Source —
* * * * * * *

[ale] They say drives fail in pairs...

Jim Kinney jim.kinney at gmail.com
Tue Jan 3 17:32:32 EST 2012


Good writeup!

<snipage>



> This all seems fine and dandy.  However, I had no Internet access at
> home at the time so I couldn't use my computer SSH in.  I tried from the
> phone, but it wasn't letting me in, either.  I figured the cell network
> was being crappy, so I went to the office.  When I arrived, I found that
> the system was utterly unresponsive, like I'd expect to find a Windows
> box with its head shoved up its ass.  The access light for the bad drive
> was on, and nothing else.  The only thing the system would respond to
> was the Magic SysRq key.  So, I did an emergency unmount, sync for
> several seconds, and then rebooted.  When it came back up the kernel
> said "Oh, I was in the middle of scrubbing, lemmie get right back to
> that", with all five members in the array active.
>
> Waitaminute.  It should have kept the data from before that said that
> the disk at /dev/sdb failed.  It didn't.
>

Actually, it did. It had already marked the sdb drive as dirty and for
scrubbing to continue as long as needed.


>
> Fine, so I tried to take /dev/sdb out, which succeeded, and then I
> rebooted again.  Nope, it didn't remember, and it started scrubbing again.
>
> Fine, I said.  So the next morning (nothing was open at this point) I
> went and got a 1 TB disk (ouch---NOT what I wanted, but nobody seems to
> have any 750 GB disks anywhere).  Fine.  I went in, and the server was
> again unresponsive, it would only listen to the magic sysrq.

* * * * * * *

Directive 1 —
Can you put the listing lines, starting with the first line of the listing and going on through the line that contains "<point>1121,330</point>", into a numbered list, leaving out any blank lines and including nothing else?

[Coordinate labeling data]
* * * * * * *

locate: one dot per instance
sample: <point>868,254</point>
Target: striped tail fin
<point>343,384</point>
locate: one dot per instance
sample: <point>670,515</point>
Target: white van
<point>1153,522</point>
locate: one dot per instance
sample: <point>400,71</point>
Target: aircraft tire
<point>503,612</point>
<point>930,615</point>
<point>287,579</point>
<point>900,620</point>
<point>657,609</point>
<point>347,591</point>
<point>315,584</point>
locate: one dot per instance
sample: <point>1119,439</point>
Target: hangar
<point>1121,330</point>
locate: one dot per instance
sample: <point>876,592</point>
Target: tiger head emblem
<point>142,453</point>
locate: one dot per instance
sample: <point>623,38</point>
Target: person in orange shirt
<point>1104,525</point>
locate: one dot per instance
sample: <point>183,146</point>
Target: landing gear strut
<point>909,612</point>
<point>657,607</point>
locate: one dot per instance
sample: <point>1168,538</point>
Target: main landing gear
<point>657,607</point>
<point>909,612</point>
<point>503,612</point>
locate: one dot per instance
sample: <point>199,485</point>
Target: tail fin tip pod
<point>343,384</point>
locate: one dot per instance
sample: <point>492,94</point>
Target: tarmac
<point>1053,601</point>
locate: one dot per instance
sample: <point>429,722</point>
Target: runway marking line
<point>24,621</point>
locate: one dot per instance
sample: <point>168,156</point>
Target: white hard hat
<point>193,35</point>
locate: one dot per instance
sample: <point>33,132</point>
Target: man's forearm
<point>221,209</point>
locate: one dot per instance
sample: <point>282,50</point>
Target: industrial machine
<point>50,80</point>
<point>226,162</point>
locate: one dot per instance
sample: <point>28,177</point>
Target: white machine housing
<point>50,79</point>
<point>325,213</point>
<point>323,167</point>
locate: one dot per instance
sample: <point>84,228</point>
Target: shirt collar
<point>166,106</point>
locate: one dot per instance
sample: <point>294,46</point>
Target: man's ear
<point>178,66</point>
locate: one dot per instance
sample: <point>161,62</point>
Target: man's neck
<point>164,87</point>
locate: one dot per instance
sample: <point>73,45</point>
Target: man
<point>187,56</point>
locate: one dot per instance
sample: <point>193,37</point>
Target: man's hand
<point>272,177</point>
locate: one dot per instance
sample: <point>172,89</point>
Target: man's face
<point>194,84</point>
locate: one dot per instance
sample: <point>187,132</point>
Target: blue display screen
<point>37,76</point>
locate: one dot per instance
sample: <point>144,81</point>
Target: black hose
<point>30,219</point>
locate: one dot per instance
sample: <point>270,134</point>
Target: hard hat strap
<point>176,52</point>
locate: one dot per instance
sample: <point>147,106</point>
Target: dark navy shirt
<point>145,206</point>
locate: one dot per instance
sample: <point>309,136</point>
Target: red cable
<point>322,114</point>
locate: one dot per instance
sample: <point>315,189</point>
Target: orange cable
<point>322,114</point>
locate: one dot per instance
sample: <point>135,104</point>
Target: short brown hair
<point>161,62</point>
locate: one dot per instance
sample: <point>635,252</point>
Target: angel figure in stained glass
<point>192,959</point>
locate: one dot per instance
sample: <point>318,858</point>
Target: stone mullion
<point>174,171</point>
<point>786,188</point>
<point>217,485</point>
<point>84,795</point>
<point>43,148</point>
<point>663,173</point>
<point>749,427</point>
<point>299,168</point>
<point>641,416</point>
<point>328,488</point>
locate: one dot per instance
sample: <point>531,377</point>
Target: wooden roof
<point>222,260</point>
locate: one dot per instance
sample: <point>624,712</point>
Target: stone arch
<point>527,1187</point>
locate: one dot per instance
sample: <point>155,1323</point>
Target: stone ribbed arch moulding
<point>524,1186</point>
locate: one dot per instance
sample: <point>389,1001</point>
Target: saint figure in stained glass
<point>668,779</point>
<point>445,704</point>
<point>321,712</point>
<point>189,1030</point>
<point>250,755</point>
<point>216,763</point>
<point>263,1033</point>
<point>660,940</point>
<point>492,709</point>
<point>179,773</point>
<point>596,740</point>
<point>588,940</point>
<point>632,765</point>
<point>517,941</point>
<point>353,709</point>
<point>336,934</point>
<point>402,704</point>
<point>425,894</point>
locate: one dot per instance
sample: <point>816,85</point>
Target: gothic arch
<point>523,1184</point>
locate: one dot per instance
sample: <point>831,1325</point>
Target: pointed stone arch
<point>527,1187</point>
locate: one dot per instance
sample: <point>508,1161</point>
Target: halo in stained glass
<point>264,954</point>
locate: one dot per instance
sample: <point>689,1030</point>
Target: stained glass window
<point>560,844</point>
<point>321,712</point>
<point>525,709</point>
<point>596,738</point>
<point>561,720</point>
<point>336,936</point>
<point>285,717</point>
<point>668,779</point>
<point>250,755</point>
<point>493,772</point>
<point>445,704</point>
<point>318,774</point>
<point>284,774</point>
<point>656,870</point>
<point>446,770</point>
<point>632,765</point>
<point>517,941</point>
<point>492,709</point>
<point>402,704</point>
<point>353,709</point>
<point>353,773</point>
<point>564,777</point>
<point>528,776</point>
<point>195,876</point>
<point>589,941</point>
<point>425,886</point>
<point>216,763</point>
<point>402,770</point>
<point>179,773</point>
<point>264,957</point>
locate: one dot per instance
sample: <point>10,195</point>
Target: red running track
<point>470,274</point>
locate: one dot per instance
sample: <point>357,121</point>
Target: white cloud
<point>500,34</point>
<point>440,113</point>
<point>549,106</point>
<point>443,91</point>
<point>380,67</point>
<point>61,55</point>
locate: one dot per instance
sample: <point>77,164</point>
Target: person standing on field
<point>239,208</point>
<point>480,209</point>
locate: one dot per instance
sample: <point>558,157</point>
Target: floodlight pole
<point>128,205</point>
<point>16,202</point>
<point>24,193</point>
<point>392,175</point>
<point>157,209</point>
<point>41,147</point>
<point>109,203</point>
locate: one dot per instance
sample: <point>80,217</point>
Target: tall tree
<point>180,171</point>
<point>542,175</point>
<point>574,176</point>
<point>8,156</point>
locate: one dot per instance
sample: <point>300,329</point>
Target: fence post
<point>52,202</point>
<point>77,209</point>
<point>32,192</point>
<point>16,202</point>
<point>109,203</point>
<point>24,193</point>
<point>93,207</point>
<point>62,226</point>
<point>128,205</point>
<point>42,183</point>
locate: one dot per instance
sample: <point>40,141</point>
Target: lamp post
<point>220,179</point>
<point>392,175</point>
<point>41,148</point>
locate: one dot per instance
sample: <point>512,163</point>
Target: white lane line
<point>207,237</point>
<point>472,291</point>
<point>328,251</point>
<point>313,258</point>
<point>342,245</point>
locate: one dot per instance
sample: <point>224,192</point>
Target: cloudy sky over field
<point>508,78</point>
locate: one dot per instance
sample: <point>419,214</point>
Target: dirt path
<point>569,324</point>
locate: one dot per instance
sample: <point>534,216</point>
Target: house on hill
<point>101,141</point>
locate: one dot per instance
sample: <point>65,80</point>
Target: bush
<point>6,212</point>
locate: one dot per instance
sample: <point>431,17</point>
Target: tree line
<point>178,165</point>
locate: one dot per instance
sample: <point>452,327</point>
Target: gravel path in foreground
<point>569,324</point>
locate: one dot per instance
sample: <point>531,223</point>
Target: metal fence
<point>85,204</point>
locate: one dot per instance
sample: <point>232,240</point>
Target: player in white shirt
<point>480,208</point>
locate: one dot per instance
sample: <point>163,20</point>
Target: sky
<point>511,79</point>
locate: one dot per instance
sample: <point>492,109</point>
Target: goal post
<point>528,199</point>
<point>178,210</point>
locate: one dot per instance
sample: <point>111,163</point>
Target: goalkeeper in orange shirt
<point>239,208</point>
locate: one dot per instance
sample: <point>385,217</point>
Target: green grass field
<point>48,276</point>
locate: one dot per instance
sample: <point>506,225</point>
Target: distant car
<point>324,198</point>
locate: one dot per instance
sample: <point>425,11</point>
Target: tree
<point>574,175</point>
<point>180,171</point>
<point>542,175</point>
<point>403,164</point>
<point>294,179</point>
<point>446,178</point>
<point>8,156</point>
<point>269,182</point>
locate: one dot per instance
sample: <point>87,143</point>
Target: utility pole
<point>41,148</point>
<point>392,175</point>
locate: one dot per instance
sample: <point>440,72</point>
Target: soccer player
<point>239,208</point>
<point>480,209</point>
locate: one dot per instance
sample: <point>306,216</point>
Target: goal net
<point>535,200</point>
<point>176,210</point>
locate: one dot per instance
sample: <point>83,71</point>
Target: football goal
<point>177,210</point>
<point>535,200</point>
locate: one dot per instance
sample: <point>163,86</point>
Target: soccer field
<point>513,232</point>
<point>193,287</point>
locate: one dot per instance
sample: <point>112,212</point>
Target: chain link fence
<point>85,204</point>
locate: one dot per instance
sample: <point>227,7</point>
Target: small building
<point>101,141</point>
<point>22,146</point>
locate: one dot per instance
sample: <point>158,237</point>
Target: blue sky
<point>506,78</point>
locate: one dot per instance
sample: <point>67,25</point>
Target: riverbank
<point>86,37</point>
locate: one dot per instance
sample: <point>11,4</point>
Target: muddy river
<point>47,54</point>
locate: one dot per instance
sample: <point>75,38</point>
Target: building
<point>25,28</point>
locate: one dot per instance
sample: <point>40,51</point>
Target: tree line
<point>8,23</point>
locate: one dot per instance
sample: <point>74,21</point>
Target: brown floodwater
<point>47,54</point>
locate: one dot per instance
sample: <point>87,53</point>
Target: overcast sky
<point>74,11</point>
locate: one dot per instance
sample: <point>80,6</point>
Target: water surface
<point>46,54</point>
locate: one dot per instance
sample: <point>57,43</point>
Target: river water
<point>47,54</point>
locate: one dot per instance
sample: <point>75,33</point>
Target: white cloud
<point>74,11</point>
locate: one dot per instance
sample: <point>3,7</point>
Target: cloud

* * * * * * *

Directive 2 —
Could you duplicate, word for word, the part of the post about failing drives starting with "Actually, it did." and going on through "the magic sysrq."?

Output 1 —
1. locate: one dot per instance
2. sample: <point>868,254</point>
3. Target: striped tail fin
4. <point>343,384</point>
5. locate: one dot per instance
6. sample: <point>670,515</point>
7. Target: white van
8. <point>1153,522</point>
9. locate: one dot per instance
10. sample: <point>400,71</point>
11. Target: aircraft tire
12. <point>503,612</point>
13. <point>930,615</point>
14. <point>287,579</point>
15. <point>900,620</point>
16. <point>657,609</point>
17. <point>347,591</point>
18. <point>315,584</point>
19. locate: one dot per instance
20. sample: <point>1119,439</point>
21. Target: hangar
22. <point>1121,330</point>

Output 2 —
Actually, it did. It had already marked the sdb drive as dirty and for
scrubbing to continue as long as needed.


>
> Fine, so I tried to take /dev/sdb out, which succeeded, and then I
> rebooted again.  Nope, it didn't remember, and it started scrubbing again.
>
> Fine, I said.  So the next morning (nothing was open at this point) I
> went and got a 1 TB disk (ouch---NOT what I wanted, but nobody seems to
> have any 750 GB disks anywhere).  Fine.  I went in, and the server was
> again unresponsive, it would only listen to the magic sysrq.